## CONSIGNA
Transcribe completo y sin cambios el texto sobre el viaje a Estocolmo que aparece a continuación.

## TEXTO EXTRAÍDO
━━━━━━

13.10.12

Apuntes sobre un viaje que no era para contar

Gabriel García Márquez: Homenaje: 85.45.30* 

Su amigo, Álvaro Mutis, evoca la consagración de García Márquez con el Nobel hace treinta años 

Álvaro Mutis, y su amigo Gabriel García Márquez, en uno de tantísimos homenajes./eltiempo.com

En la cabina del Jumbo de Avianca que viajaba esa noche desde Bogotá hasta Estocolmo y por obra de esa gentileza del corazón del presidente Betancur, a la cual ya estamos acostumbrados sus compañeros de generación, nos habíamos dado cita, los más antiguos y cercanos amigos de Gabriel García Márquez. Nuestro decano, Gonzalo Mallarino, nos miraba a todos como si el asunto fuera de una absoluta y cotidiana familiaridad. Allí estábamos, con nuestras respectivas esposas, Alfonso Fuenmayor, Germán Vargas, Hernán Vieco, Álvaro Castaño Castillo y Fernando Gómez Agudelo. Guillermo Ángulo circulaba por todo el avión como si lo acabara de comprar y Gonzalo Mallarino trataba de iniciar a su hijo, Gonzalo también de nombre, en la intrincada mitología del nieto del coronel Nicolás Márquez. Aura Lucía Mera presidía la itinerante celebración con una discreta y sabia condescendencia de reina en vacaciones.
Lo primero que advertí entre ese cerrado pelotón de viejos amigos, era que todos y cada uno compartían conmigo un sentimiento de absoluta naturalidad, de casi indiferente aceptación de algo que hacía muchos años dábamos ya por descontado: el Premio Nobel para nuestro común compañero de más de media vida de errancia, noches interminables de alcohol y sabiduría y una ininterrumpida y deletérea mamadera de gallo. Era evidente para todos que ese mítico viaje a la vasta noche escandinava era, apenas, un episodio más de nuestra saga a la vera de Gabriel y sus sucesivas y siempre deslumbrantes anunciaciones.

━━━━━━

## ENTRADAS EXTRAÍDAS
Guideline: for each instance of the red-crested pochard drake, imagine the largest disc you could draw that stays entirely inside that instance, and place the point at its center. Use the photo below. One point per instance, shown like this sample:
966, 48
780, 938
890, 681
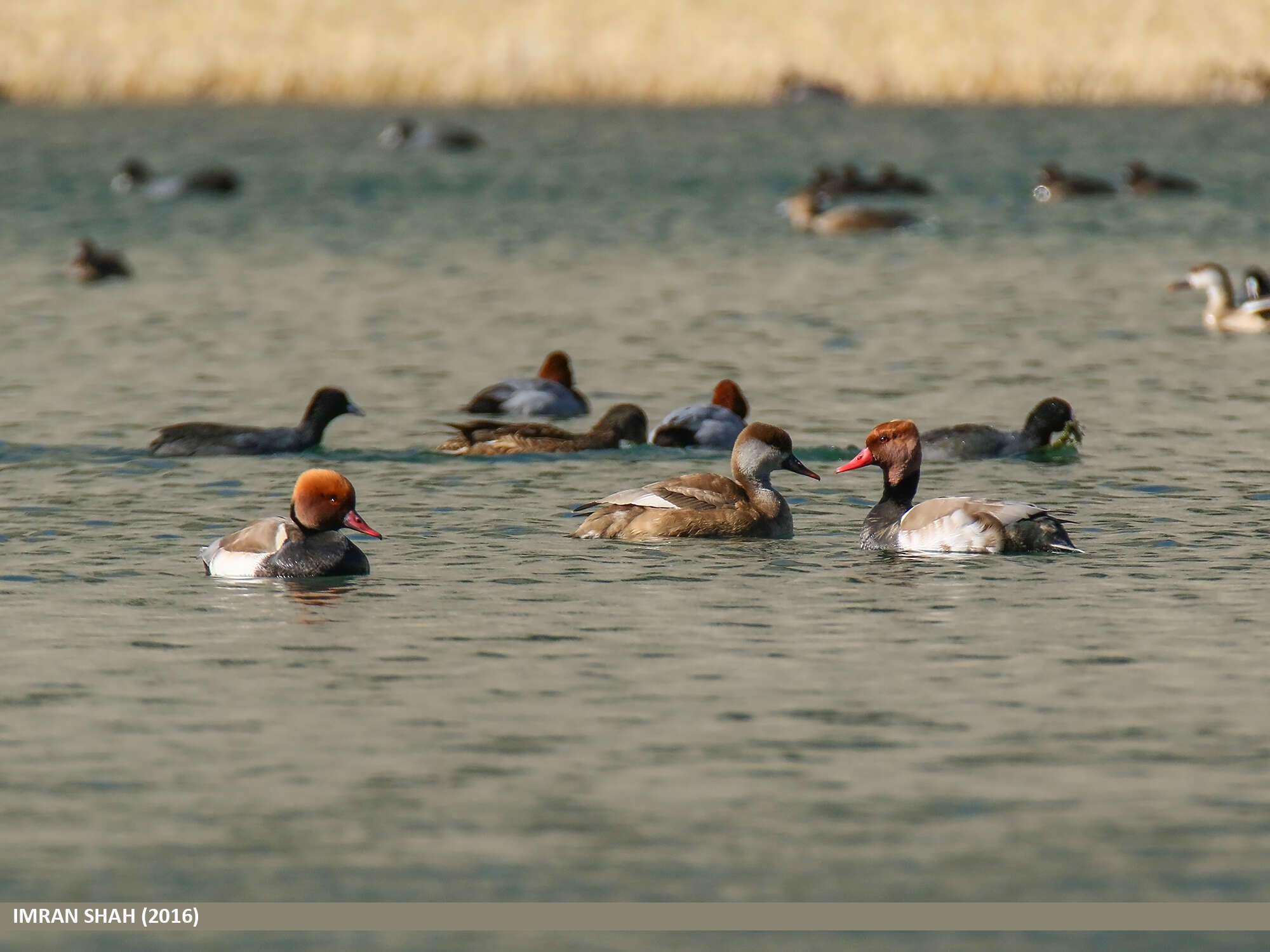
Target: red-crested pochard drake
1055, 185
707, 505
492, 439
1144, 182
92, 263
806, 214
1220, 312
225, 440
307, 544
213, 181
979, 441
716, 425
551, 394
444, 136
948, 525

━━━━━━

## RESPUESTA
13.10.12

Apuntes sobre un viaje que no era para contar

Gabriel García Márquez: Homenaje: 85.45.30* 

Su amigo, Álvaro Mutis, evoca la consagración de García Márquez con el Nobel hace treinta años 

Álvaro Mutis, y su amigo Gabriel García Márquez, en uno de tantísimos homenajes./eltiempo.com

En la cabina del Jumbo de Avianca que viajaba esa noche desde Bogotá hasta Estocolmo y por obra de esa gentileza del corazón del presidente Betancur, a la cual ya estamos acostumbrados sus compañeros de generación, nos habíamos dado cita, los más antiguos y cercanos amigos de Gabriel García Márquez. Nuestro decano, Gonzalo Mallarino, nos miraba a todos como si el asunto fuera de una absoluta y cotidiana familiaridad. Allí estábamos, con nuestras respectivas esposas, Alfonso Fuenmayor, Germán Vargas, Hernán Vieco, Álvaro Castaño Castillo y Fernando Gómez Agudelo. Guillermo Ángulo circulaba por todo el avión como si lo acabara de comprar y Gonzalo Mallarino trataba de iniciar a su hijo, Gonzalo también de nombre, en la intrincada mitología del nieto del coronel Nicolás Márquez. Aura Lucía Mera presidía la itinerante celebración con una discreta y sabia condescendencia de reina en vacaciones.
Lo primero que advertí entre ese cerrado pelotón de viejos amigos, era que todos y cada uno compartían conmigo un sentimiento de absoluta naturalidad, de casi indiferente aceptación de algo que hacía muchos años dábamos ya por descontado: el Premio Nobel para nuestro común compañero de más de media vida de errancia, noches interminables de alcohol y sabiduría y una ininterrumpida y deletérea mamadera de gallo. Era evidente para todos que ese mítico viaje a la vasta noche escandinava era, apenas, un episodio más de nuestra saga a la vera de Gabriel y sus sucesivas y siempre deslumbrantes anunciaciones.